■ **WRITTEN REQUEST**
Starting at the line with "wooden kitchen cabinet ->" and stopping at the final line, retype the data below exactly; do not carry over any pictures.

■ **RECORDS SHOWN**

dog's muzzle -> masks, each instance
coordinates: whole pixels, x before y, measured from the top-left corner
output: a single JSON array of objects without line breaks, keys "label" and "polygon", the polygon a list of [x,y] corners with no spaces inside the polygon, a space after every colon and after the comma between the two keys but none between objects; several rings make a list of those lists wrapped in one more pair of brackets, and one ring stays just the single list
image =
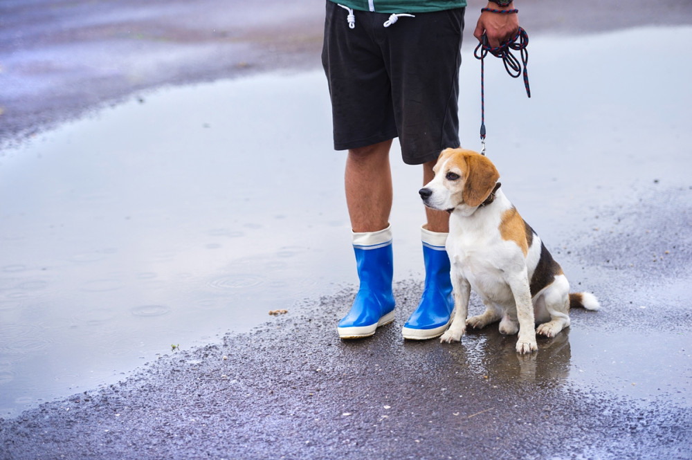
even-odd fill
[{"label": "dog's muzzle", "polygon": [[432,194],[432,190],[424,187],[419,190],[418,193],[420,194],[421,198],[423,199],[423,201],[426,201],[430,197],[430,195]]}]

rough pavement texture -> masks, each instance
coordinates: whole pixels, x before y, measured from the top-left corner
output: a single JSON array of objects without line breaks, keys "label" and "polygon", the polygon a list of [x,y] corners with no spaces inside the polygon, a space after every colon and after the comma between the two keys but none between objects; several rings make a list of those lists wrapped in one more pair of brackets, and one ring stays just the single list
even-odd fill
[{"label": "rough pavement texture", "polygon": [[[655,206],[606,208],[603,231],[552,250],[561,261],[579,261],[579,282],[588,280],[604,309],[572,311],[571,328],[540,339],[537,354],[516,355],[516,336],[496,326],[462,344],[403,341],[397,325],[417,302],[414,282],[396,287],[394,323],[340,341],[335,324],[352,301],[349,290],[221,344],[172,352],[118,385],[2,421],[2,457],[689,459],[689,405],[574,385],[569,335],[689,333],[689,309],[650,303],[657,315],[642,313],[631,286],[655,289],[689,266],[691,193],[654,189],[646,202]],[[671,249],[668,259],[621,247],[652,241]],[[604,259],[612,254],[621,256]]]}]

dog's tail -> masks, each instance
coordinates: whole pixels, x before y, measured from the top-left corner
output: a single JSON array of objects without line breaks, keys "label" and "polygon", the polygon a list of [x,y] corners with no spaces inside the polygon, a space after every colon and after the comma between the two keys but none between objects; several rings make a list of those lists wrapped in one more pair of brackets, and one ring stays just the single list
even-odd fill
[{"label": "dog's tail", "polygon": [[601,304],[596,296],[590,293],[572,293],[570,294],[570,308],[581,307],[587,310],[598,310]]}]

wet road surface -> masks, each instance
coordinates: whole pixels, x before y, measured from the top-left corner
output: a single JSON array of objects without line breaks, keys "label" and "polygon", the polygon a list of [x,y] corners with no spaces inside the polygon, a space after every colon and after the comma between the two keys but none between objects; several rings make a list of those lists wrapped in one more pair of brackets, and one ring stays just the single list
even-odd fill
[{"label": "wet road surface", "polygon": [[[527,4],[527,9],[531,5]],[[664,6],[657,11],[668,11]],[[638,21],[646,24],[664,21],[664,24],[668,24],[660,15],[655,18],[635,16],[635,19],[630,17],[634,25],[639,25]],[[676,16],[676,20],[689,24],[680,19],[680,15]],[[588,22],[583,18],[581,21]],[[270,208],[270,217],[263,218],[258,211],[253,214],[252,208],[255,203],[266,205],[273,203],[271,197],[260,196],[253,201],[248,192],[248,194],[242,195],[242,199],[236,200],[240,204],[233,205],[237,208],[224,210],[226,205],[223,203],[229,201],[229,196],[223,195],[221,188],[215,188],[215,181],[209,179],[208,182],[212,185],[210,190],[213,193],[190,189],[185,194],[194,205],[194,214],[188,214],[189,210],[184,208],[181,210],[166,203],[158,203],[166,210],[173,206],[173,211],[154,217],[172,219],[169,221],[173,224],[172,228],[179,228],[185,217],[192,218],[188,221],[201,221],[199,228],[194,231],[202,229],[205,237],[163,241],[161,247],[152,251],[153,255],[149,255],[158,257],[157,261],[161,264],[159,268],[166,267],[173,275],[188,273],[186,282],[181,283],[184,277],[161,276],[160,271],[139,273],[143,276],[140,281],[143,282],[145,293],[158,292],[161,287],[149,284],[152,279],[147,276],[154,273],[159,277],[154,277],[153,281],[158,282],[165,289],[174,284],[187,286],[188,291],[183,289],[183,293],[174,293],[167,297],[167,303],[161,302],[161,305],[172,305],[172,298],[187,294],[188,301],[201,302],[200,305],[210,309],[213,314],[199,313],[203,309],[194,310],[201,317],[196,320],[207,323],[218,322],[220,310],[213,302],[210,303],[208,297],[200,295],[200,284],[206,283],[208,286],[210,283],[218,288],[221,282],[215,283],[214,280],[218,282],[225,276],[226,282],[222,283],[223,288],[215,296],[237,295],[233,293],[235,291],[224,288],[234,280],[238,281],[239,272],[234,271],[234,267],[239,265],[231,264],[229,266],[223,261],[219,261],[223,256],[199,258],[199,251],[189,249],[185,250],[190,257],[183,260],[176,260],[170,254],[163,257],[166,248],[169,252],[173,252],[181,241],[204,246],[205,254],[214,252],[209,250],[225,248],[224,250],[237,256],[235,261],[251,267],[251,274],[261,273],[262,267],[269,266],[263,266],[261,261],[253,265],[251,261],[264,259],[274,268],[275,271],[271,272],[270,277],[276,282],[293,282],[290,272],[300,268],[298,277],[304,274],[304,277],[317,279],[317,284],[323,283],[323,286],[299,284],[298,291],[304,295],[301,296],[299,293],[297,297],[284,297],[283,302],[290,304],[283,303],[280,297],[279,300],[274,297],[273,304],[262,304],[260,309],[265,316],[270,304],[286,308],[289,313],[272,317],[251,331],[231,332],[219,340],[210,340],[212,342],[210,344],[188,348],[183,344],[181,350],[171,351],[169,347],[165,356],[140,367],[127,378],[123,376],[121,382],[113,381],[98,388],[86,386],[86,391],[75,392],[69,398],[38,407],[29,405],[31,408],[28,410],[0,421],[0,452],[3,458],[363,458],[366,455],[374,458],[453,459],[691,458],[692,344],[689,338],[692,325],[689,309],[692,293],[689,286],[692,279],[686,268],[692,255],[689,215],[692,183],[687,172],[691,140],[684,127],[689,121],[687,102],[692,98],[689,91],[684,89],[684,75],[689,70],[686,64],[665,53],[655,54],[656,38],[662,37],[666,42],[684,42],[689,37],[690,30],[685,28],[588,35],[579,41],[589,52],[584,50],[582,54],[577,50],[570,56],[561,56],[556,52],[569,48],[569,45],[574,43],[569,39],[542,40],[539,36],[536,44],[532,44],[531,49],[537,50],[531,55],[534,60],[530,62],[535,69],[531,73],[534,96],[530,102],[520,98],[523,98],[520,84],[516,82],[518,86],[512,90],[516,90],[518,95],[508,97],[516,96],[511,101],[526,111],[524,119],[517,122],[518,132],[510,131],[502,136],[492,134],[489,140],[490,153],[502,174],[506,194],[541,234],[563,265],[574,288],[594,292],[603,305],[599,312],[573,311],[571,327],[554,339],[539,340],[537,354],[518,356],[513,352],[515,338],[500,335],[496,326],[492,326],[469,333],[460,344],[443,346],[435,340],[410,343],[401,340],[400,327],[415,308],[421,288],[419,281],[421,279],[417,248],[419,241],[415,241],[417,235],[413,234],[421,216],[410,211],[412,203],[417,204],[414,200],[419,180],[418,172],[414,174],[410,172],[412,168],[407,169],[396,163],[396,176],[403,178],[403,183],[397,185],[397,196],[407,196],[395,203],[392,217],[396,228],[401,229],[397,238],[399,251],[396,259],[397,269],[401,270],[395,288],[397,317],[394,323],[382,328],[372,338],[340,341],[334,331],[335,324],[354,294],[351,287],[335,287],[341,280],[352,276],[349,269],[352,268],[348,265],[352,263],[352,255],[348,252],[347,242],[336,243],[338,235],[347,232],[345,216],[342,215],[345,208],[338,197],[340,187],[329,187],[333,178],[340,177],[343,169],[338,156],[325,158],[325,156],[317,151],[313,158],[313,154],[309,154],[311,164],[317,165],[318,171],[327,172],[322,177],[316,177],[311,171],[311,183],[301,182],[295,190],[284,192],[290,201],[305,196],[311,187],[325,191],[316,201],[305,203],[304,208],[297,204],[289,209]],[[623,47],[620,44],[635,43],[641,37],[646,39],[644,42],[648,46],[639,44]],[[655,55],[658,57],[652,57]],[[593,56],[594,60],[590,61],[589,56]],[[602,75],[590,73],[574,78],[563,75],[565,80],[561,80],[559,73],[556,71],[556,68],[570,68],[567,64],[574,62],[570,59],[589,62],[595,68],[596,64],[607,64],[610,56],[619,56],[621,59],[614,61],[617,65],[610,69],[612,78],[603,80]],[[645,66],[646,72],[630,71],[639,68],[637,57],[649,64]],[[471,75],[475,78],[475,71]],[[632,86],[621,84],[626,77]],[[257,94],[262,94],[258,89],[262,84],[293,85],[297,89],[298,99],[305,100],[306,95],[309,99],[311,89],[322,94],[318,88],[320,78],[318,72],[272,77],[257,80],[258,86],[254,89],[243,86],[247,82],[241,82],[239,92],[258,98]],[[489,76],[489,82],[506,83],[505,78],[498,73],[495,77]],[[297,83],[299,80],[303,84]],[[565,80],[571,84],[561,84]],[[646,87],[645,83],[651,81],[659,84],[641,93],[632,89]],[[572,91],[565,91],[565,86]],[[221,93],[211,91],[212,97],[218,97],[235,87],[233,84],[221,86]],[[95,93],[102,94],[101,89],[95,90]],[[204,91],[207,90],[202,87],[190,90],[193,94]],[[42,148],[35,141],[34,145],[22,147],[26,149],[6,149],[0,166],[7,172],[3,182],[7,184],[10,177],[17,178],[17,184],[13,184],[16,188],[6,186],[2,189],[3,199],[10,196],[8,190],[22,190],[20,184],[24,179],[36,181],[37,187],[41,177],[50,177],[51,172],[55,174],[59,171],[56,165],[62,156],[69,154],[71,147],[79,146],[78,152],[93,151],[84,148],[89,145],[82,139],[86,137],[85,132],[96,130],[95,138],[99,135],[108,138],[113,133],[131,132],[131,125],[119,125],[113,118],[134,117],[133,113],[145,111],[145,107],[153,107],[161,113],[166,107],[183,107],[181,101],[194,98],[190,91],[185,91],[188,90],[164,92],[160,98],[147,96],[143,105],[131,102],[116,107],[112,112],[104,112],[95,120],[87,120],[86,125],[80,122],[60,128],[46,135],[46,140],[42,141]],[[632,99],[633,93],[639,97]],[[673,93],[677,95],[675,98]],[[108,100],[108,97],[100,101]],[[300,105],[278,95],[273,100],[284,102],[282,107]],[[174,103],[167,105],[167,101]],[[475,107],[475,95],[468,97],[468,104]],[[92,106],[89,103],[84,107]],[[309,107],[318,112],[313,116],[315,118],[324,117],[320,112],[324,109],[323,100],[313,99]],[[497,101],[489,102],[489,116],[498,117],[501,113],[501,104]],[[50,108],[46,109],[50,112]],[[78,113],[69,110],[57,112],[64,117]],[[549,115],[547,116],[547,112]],[[44,112],[39,110],[37,113]],[[123,117],[123,113],[127,116]],[[296,111],[280,112],[278,118],[300,118],[291,116],[296,114],[307,116]],[[260,116],[271,116],[260,111],[248,118]],[[201,158],[204,161],[213,160],[212,164],[219,174],[237,169],[247,172],[251,163],[224,163],[215,159],[221,158],[224,152],[219,147],[215,151],[212,146],[224,142],[223,129],[215,130],[224,117],[228,118],[228,114],[219,112],[217,118],[206,116],[193,118],[190,125],[206,134],[193,137],[190,142],[201,142],[208,148],[211,152],[209,156]],[[462,138],[471,142],[477,136],[475,118],[475,115],[469,116],[464,122],[469,127],[464,128],[466,131]],[[30,118],[27,116],[23,120],[26,122]],[[166,120],[171,126],[178,126],[174,118]],[[496,126],[497,120],[491,118],[489,126]],[[309,117],[306,120],[306,125],[311,123],[321,127],[320,131],[325,134],[311,136],[314,138],[309,150],[329,148],[328,122],[323,121],[322,126],[318,120]],[[41,127],[44,126],[42,123],[37,121],[28,125]],[[205,123],[208,126],[205,127]],[[565,128],[566,125],[570,129]],[[99,126],[103,127],[102,133],[98,131]],[[666,144],[663,154],[649,154],[657,151],[655,149],[660,145],[658,133],[664,129],[662,127],[667,127],[674,134]],[[76,131],[69,131],[73,129]],[[250,129],[248,125],[242,131]],[[21,131],[12,131],[13,136],[21,136]],[[147,139],[147,129],[143,131],[137,138],[138,142]],[[305,143],[291,140],[291,136],[296,136],[296,132],[302,132],[301,126],[291,125],[286,131],[280,131],[279,140],[287,151],[300,151],[300,146]],[[251,151],[254,147],[252,136],[247,137],[239,142],[235,147],[237,150],[234,151]],[[153,140],[146,140],[147,148],[136,149],[135,158],[141,151],[146,151],[147,156],[151,156],[147,160],[161,161],[163,157],[156,153],[157,142],[163,142],[165,147],[162,149],[167,154],[179,155],[165,138],[165,136],[155,136]],[[235,136],[234,140],[237,140]],[[120,145],[113,153],[120,149],[122,154],[127,147],[127,144]],[[180,151],[189,151],[189,148],[182,147]],[[512,155],[515,151],[521,154]],[[30,155],[23,157],[22,154],[27,152]],[[556,152],[569,155],[560,156]],[[75,165],[87,158],[84,154],[76,155]],[[44,158],[39,159],[41,155]],[[55,158],[46,158],[51,156]],[[131,156],[123,154],[122,158],[124,159],[113,160],[113,165],[128,174],[139,169],[145,172],[139,174],[145,174],[152,170],[149,165],[132,163]],[[281,160],[282,156],[269,158]],[[55,163],[41,163],[46,160]],[[185,162],[161,165],[164,174],[151,175],[149,180],[154,187],[173,190],[167,181],[176,180],[179,177],[176,171],[186,167],[185,171],[193,173],[188,184],[192,185],[199,179],[196,174],[204,174],[205,170],[208,174],[210,169],[204,161],[196,165]],[[531,167],[538,161],[545,162],[545,165],[540,168]],[[108,167],[110,163],[106,165]],[[44,176],[37,174],[42,168],[46,172]],[[291,168],[286,169],[291,174],[300,174],[300,170],[294,172]],[[166,171],[169,171],[168,175]],[[69,177],[66,183],[69,183]],[[550,196],[545,196],[546,177],[549,178]],[[588,179],[585,180],[585,177]],[[213,176],[209,178],[212,179]],[[242,183],[242,174],[233,176],[234,181],[241,181],[236,185]],[[145,181],[143,177],[136,176],[130,184],[145,184]],[[102,187],[100,185],[89,189],[84,195],[95,209],[117,211],[115,214],[120,221],[113,227],[114,233],[134,231],[123,223],[128,205],[138,212],[146,211],[143,215],[151,212],[146,207],[133,208],[131,204],[122,205],[109,201],[109,196],[123,192],[129,185],[115,184],[114,192],[100,188]],[[413,190],[411,201],[408,197],[409,189]],[[132,199],[141,196],[138,194],[143,190],[133,192]],[[80,200],[84,196],[80,193],[76,196],[81,206],[84,202]],[[204,203],[204,196],[213,197],[208,200],[206,208],[200,205]],[[185,199],[185,196],[181,195],[174,196],[172,201],[184,202]],[[19,210],[26,206],[39,217],[45,217],[30,205],[33,201],[17,200],[17,203]],[[51,204],[57,206],[58,214],[69,214],[72,209],[62,199],[56,199]],[[312,214],[316,206],[321,210],[320,215]],[[215,222],[208,217],[224,212],[233,216],[244,214],[246,220]],[[26,223],[28,221],[17,217],[20,214],[15,214],[12,208],[3,216],[4,242],[12,242],[12,248],[16,249],[3,246],[3,280],[18,281],[20,284],[33,283],[24,286],[26,293],[27,290],[39,290],[36,279],[23,273],[19,269],[21,264],[15,262],[28,260],[27,265],[31,270],[35,265],[40,270],[40,264],[46,260],[46,256],[41,254],[46,254],[44,251],[48,246],[42,248],[39,239],[48,239],[50,244],[53,242],[51,234],[57,234],[58,241],[68,241],[66,250],[74,250],[80,246],[63,239],[69,228],[60,230],[57,226],[47,233],[42,232],[46,230],[37,230],[40,227]],[[109,220],[107,214],[102,217],[108,225],[116,222]],[[253,254],[253,248],[272,237],[271,229],[276,228],[277,221],[286,234],[279,238],[275,247],[260,255]],[[76,225],[81,221],[73,222],[66,217],[64,222]],[[301,222],[307,223],[311,240],[322,239],[320,243],[326,244],[327,248],[304,243],[299,248],[295,244],[306,232]],[[161,231],[160,224],[149,222],[148,225],[151,226],[144,225],[142,228],[158,232],[157,234],[168,234]],[[235,235],[237,244],[208,246],[219,244],[215,239],[222,230],[237,231],[234,225],[246,231],[255,228],[258,234]],[[405,228],[413,230],[409,233]],[[36,232],[31,237],[33,239],[30,238],[26,242],[29,245],[26,246],[22,246],[19,238],[15,238],[25,230]],[[190,228],[183,226],[183,230],[185,233]],[[76,238],[83,239],[91,237],[90,234],[85,230],[82,236],[78,232]],[[8,235],[15,239],[8,239]],[[118,259],[120,263],[131,260],[130,251],[136,248],[128,248],[127,239],[121,240],[109,235],[106,241],[116,242],[107,248],[119,250],[102,252],[102,257],[117,259],[120,253],[122,255]],[[331,248],[331,244],[335,247]],[[285,257],[287,247],[303,255],[289,257],[287,267],[278,269],[276,261],[280,259],[280,255]],[[98,265],[99,261],[88,258],[89,254],[93,255],[93,252],[84,252],[80,259],[72,261],[86,264],[81,266],[82,270],[103,269]],[[210,260],[221,267],[208,268],[209,271],[218,270],[215,278],[206,278],[212,275],[199,273],[199,270],[204,273],[203,266]],[[271,265],[272,260],[274,265]],[[335,264],[335,260],[339,263]],[[184,266],[191,261],[193,265],[185,271]],[[335,264],[338,266],[334,268]],[[216,267],[213,264],[212,266]],[[67,266],[48,268],[55,268],[58,273],[53,279],[53,284],[64,281],[60,274],[65,272],[77,277],[84,276],[84,271],[71,272],[73,268]],[[334,272],[329,273],[332,270]],[[218,275],[219,273],[223,276]],[[113,273],[119,272],[111,272]],[[127,280],[127,276],[129,275],[120,275],[118,280]],[[243,279],[247,280],[246,277],[241,277],[241,281]],[[105,282],[107,279],[94,279],[101,282],[92,286],[91,292],[97,298],[113,295],[113,291],[109,289],[113,286]],[[248,286],[250,302],[252,284],[251,282]],[[17,298],[17,289],[9,283],[3,287],[2,293],[6,297],[0,303],[3,318],[17,320],[8,311],[28,314],[26,312],[41,311],[42,308],[46,311],[53,308],[49,302],[44,302],[45,300],[37,302],[34,295],[28,299]],[[288,292],[280,284],[259,283],[257,288],[255,295],[263,294],[262,297],[285,295]],[[69,290],[68,286],[63,291]],[[201,291],[208,293],[203,288]],[[52,296],[56,291],[49,292]],[[132,295],[133,291],[127,293]],[[286,302],[286,299],[290,300]],[[21,308],[17,310],[15,306],[20,300]],[[235,308],[245,308],[243,300]],[[472,313],[481,309],[475,297],[472,302]],[[140,315],[134,315],[135,319],[143,321],[148,318],[158,322],[161,318],[175,317],[176,309],[171,307],[170,314],[157,315],[154,307],[158,304],[135,304],[135,306],[141,307],[136,311]],[[228,308],[233,310],[234,307]],[[104,311],[109,311],[107,309]],[[111,318],[100,317],[93,312],[91,315],[86,317],[86,322],[93,326],[93,331],[100,331],[99,333],[104,330],[107,332],[109,325],[116,322]],[[221,322],[230,323],[233,320],[233,317],[221,318]],[[129,320],[132,324],[138,324],[134,320]],[[142,324],[144,333],[147,333],[147,328],[156,323]],[[229,324],[228,328],[231,326]],[[208,325],[200,327],[209,328]],[[84,343],[89,343],[88,339],[84,340]],[[17,343],[17,347],[21,347],[21,341]],[[5,342],[0,351],[7,353],[8,348],[11,351],[12,347]],[[82,353],[79,347],[74,350],[75,356]],[[146,353],[149,356],[153,354],[150,350]],[[46,354],[49,359],[50,353]],[[61,355],[60,359],[69,358]],[[2,369],[8,366],[4,361],[0,361],[0,365]],[[122,369],[129,370],[130,367],[125,365]],[[48,376],[37,375],[34,378],[50,378],[50,372],[46,374]]]}]

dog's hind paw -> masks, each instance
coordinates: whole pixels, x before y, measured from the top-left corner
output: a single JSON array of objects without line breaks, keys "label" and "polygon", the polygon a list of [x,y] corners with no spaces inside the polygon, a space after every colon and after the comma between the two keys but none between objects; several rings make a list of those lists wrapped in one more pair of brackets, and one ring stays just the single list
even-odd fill
[{"label": "dog's hind paw", "polygon": [[517,341],[517,353],[524,355],[538,351],[538,345],[536,344],[535,338],[533,340],[519,339]]},{"label": "dog's hind paw", "polygon": [[440,343],[452,343],[453,342],[461,342],[462,335],[464,331],[452,331],[451,328],[447,329],[442,336],[439,338]]}]

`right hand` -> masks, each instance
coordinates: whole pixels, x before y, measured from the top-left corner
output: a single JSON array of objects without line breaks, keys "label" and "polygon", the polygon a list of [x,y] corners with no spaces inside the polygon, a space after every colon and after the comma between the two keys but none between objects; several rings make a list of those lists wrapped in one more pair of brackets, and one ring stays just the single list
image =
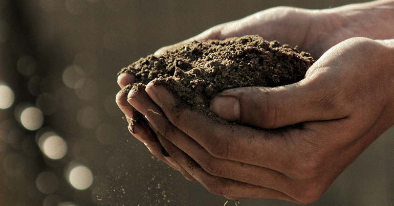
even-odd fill
[{"label": "right hand", "polygon": [[[356,5],[362,8],[367,7],[375,2],[376,2]],[[363,13],[360,12],[360,9],[357,10],[358,8],[354,9],[355,7],[355,5],[349,5],[325,10],[275,7],[238,20],[214,27],[194,37],[161,48],[155,54],[160,55],[168,49],[194,40],[224,39],[245,35],[259,35],[268,40],[277,40],[281,43],[288,44],[293,47],[298,46],[299,50],[309,52],[317,59],[331,47],[349,38],[356,36],[373,39],[392,38],[387,35],[394,33],[394,27],[376,28],[381,25],[363,20],[367,18],[373,19],[371,16],[377,16],[380,10],[368,10]],[[355,11],[349,12],[352,9]],[[363,21],[363,24],[360,24],[360,21]],[[384,20],[382,20],[382,22],[383,25],[385,22],[387,24]],[[118,78],[118,83],[122,90],[117,95],[116,102],[126,115],[128,121],[132,118],[134,109],[127,102],[128,92],[125,92],[124,88],[126,85],[135,82],[135,77],[127,74],[121,74]],[[132,92],[131,91],[130,93]],[[151,128],[148,123],[142,122],[140,125],[134,127],[135,132],[132,133],[144,143],[155,155],[181,171],[188,179],[195,180],[182,170],[175,161],[163,155],[163,147]]]},{"label": "right hand", "polygon": [[[394,20],[389,13],[392,11],[382,11],[384,8],[379,7],[382,6],[379,2],[322,10],[274,7],[216,26],[188,39],[162,48],[155,54],[162,54],[168,49],[195,40],[258,35],[268,41],[276,40],[297,47],[299,51],[308,52],[317,59],[331,48],[350,38],[392,38],[390,34],[394,33]],[[376,9],[364,9],[370,8]],[[379,19],[380,24],[376,24],[376,19]]]}]

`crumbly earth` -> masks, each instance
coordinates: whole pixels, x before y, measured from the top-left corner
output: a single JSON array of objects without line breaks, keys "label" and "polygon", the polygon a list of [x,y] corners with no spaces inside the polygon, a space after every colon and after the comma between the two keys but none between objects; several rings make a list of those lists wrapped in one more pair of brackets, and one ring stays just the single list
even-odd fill
[{"label": "crumbly earth", "polygon": [[303,78],[314,62],[309,53],[288,45],[245,36],[194,41],[159,56],[142,58],[118,75],[136,76],[136,82],[128,89],[133,86],[144,91],[154,81],[167,88],[185,107],[216,117],[209,110],[215,94],[232,88],[295,83]]}]

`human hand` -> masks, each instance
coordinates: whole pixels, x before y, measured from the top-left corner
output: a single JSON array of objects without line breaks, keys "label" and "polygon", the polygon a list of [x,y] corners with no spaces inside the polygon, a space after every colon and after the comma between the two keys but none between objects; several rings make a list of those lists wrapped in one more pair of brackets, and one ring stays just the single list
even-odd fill
[{"label": "human hand", "polygon": [[231,121],[300,128],[275,133],[218,123],[151,83],[149,97],[131,92],[128,100],[178,169],[211,192],[311,202],[394,124],[393,42],[350,39],[324,53],[298,83],[230,89],[212,101],[213,111]]},{"label": "human hand", "polygon": [[389,2],[378,1],[322,10],[274,7],[213,27],[190,39],[161,48],[155,54],[194,40],[258,35],[268,41],[276,40],[293,48],[297,46],[298,50],[309,52],[317,59],[330,48],[352,37],[392,38],[394,6]]}]

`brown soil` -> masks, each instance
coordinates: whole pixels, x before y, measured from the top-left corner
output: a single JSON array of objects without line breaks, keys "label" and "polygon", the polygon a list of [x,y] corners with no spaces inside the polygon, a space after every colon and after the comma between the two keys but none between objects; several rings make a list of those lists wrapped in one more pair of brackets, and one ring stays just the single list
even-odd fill
[{"label": "brown soil", "polygon": [[126,90],[133,86],[144,91],[154,81],[171,91],[185,106],[216,117],[209,109],[215,94],[232,88],[292,84],[302,79],[313,62],[309,54],[287,44],[245,36],[194,41],[159,56],[151,55],[118,75],[136,75],[137,82]]}]

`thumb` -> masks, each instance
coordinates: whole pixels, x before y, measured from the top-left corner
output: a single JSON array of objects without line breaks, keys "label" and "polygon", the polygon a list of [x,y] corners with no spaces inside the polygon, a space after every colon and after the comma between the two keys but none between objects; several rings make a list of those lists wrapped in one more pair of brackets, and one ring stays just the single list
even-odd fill
[{"label": "thumb", "polygon": [[273,88],[228,89],[212,99],[210,108],[224,119],[267,129],[348,116],[346,98],[320,79]]}]

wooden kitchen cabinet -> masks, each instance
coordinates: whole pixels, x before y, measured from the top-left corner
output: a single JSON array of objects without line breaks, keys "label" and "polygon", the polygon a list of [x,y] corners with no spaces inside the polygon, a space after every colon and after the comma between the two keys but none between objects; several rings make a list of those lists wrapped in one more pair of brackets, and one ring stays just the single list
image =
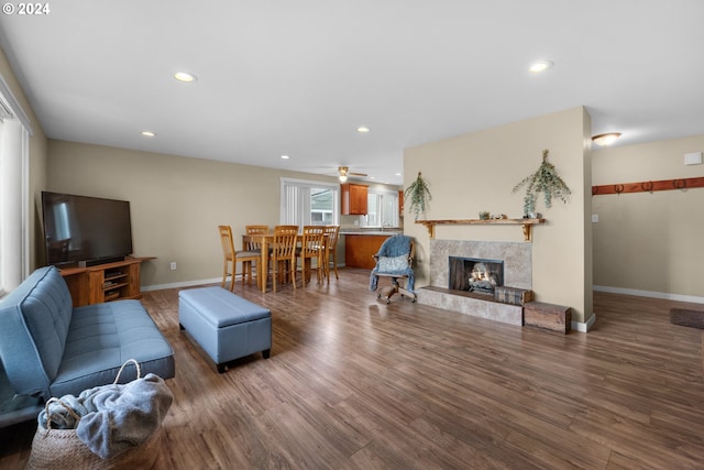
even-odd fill
[{"label": "wooden kitchen cabinet", "polygon": [[365,216],[367,212],[366,196],[369,187],[354,183],[345,183],[341,186],[343,216]]}]

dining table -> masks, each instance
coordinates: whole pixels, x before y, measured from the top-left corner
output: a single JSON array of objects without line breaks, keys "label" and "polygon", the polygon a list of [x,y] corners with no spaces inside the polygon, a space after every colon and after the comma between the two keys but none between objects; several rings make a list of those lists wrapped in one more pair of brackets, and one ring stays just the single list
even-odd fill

■ **RESPONSE TO THE EXERCISE**
wooden kitchen cabinet -> masks, each instance
coordinates: whole pixels, x before y, measured from the top-left corner
output: a single JSON array of objects without line breaks, keys "label" and "polygon", the polygon a list of [x,y] corners with no spaces inside the polygon, a space after every colon and after the comma between the two keys but none between objects; several rings make a list of those lists wrapped in one more pair of brackets, and one ring stays just the single list
image =
even-odd fill
[{"label": "wooden kitchen cabinet", "polygon": [[365,216],[367,212],[366,196],[369,187],[354,183],[345,183],[341,186],[343,216]]}]

dining table -> masks, each instance
coordinates: whole pixels, x before y, measured from the top-left corner
output: a single JSON array of objects without line breaks, keys "label" and "polygon", the polygon a list of [x,y] corners with no spaces inside the polygon, a space after every colon and after the comma between the two keys but none between objects; several rings make a list of those lists wrapped in one more pair of brackets, and one ring stays just the single list
even-odd fill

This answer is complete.